• [YOUR OBJECTIVE]:
Copy every row below with "identify" swapped for "mark" and nothing else changed, and leave the pictures out.

==== ITEMS

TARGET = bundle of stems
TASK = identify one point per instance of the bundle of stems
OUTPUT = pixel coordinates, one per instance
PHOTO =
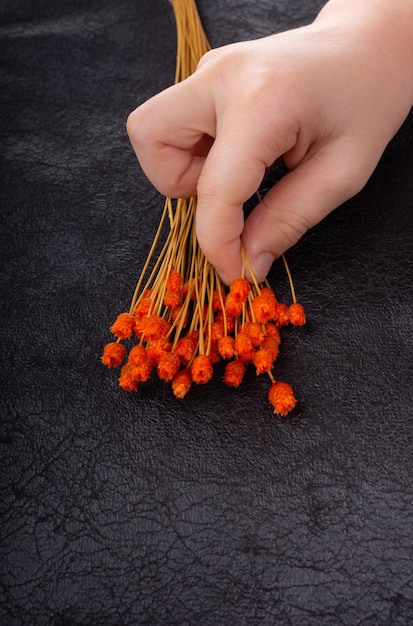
(182, 319)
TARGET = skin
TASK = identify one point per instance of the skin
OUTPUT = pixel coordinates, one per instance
(326, 98)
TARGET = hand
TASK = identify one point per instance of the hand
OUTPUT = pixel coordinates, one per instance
(326, 98)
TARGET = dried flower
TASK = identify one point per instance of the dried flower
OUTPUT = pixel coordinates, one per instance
(185, 349)
(226, 347)
(281, 316)
(201, 369)
(181, 383)
(123, 326)
(281, 396)
(182, 319)
(263, 360)
(168, 365)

========

• [TASK OUTPUT]:
TARGET = bundle of stems
TASK = mark one point per instance of the bundle of stems
OUTPUT = pixel coordinates, one per instance
PHOTO =
(182, 319)
TARGET = skin
TASK = mark one point per instance of the skin
OUTPUT = pixel coordinates, one per instance
(326, 98)
TARGET = hand
TASK = mark one point per instance of the hand
OUTPUT = pixel coordinates, one per instance
(326, 98)
TARGET = dried flower
TASK = mark one point per instance of the dried flower
OUTPUT = pixel coordinates, one per instance
(185, 349)
(226, 347)
(281, 316)
(201, 369)
(181, 383)
(123, 326)
(281, 396)
(182, 319)
(263, 360)
(168, 365)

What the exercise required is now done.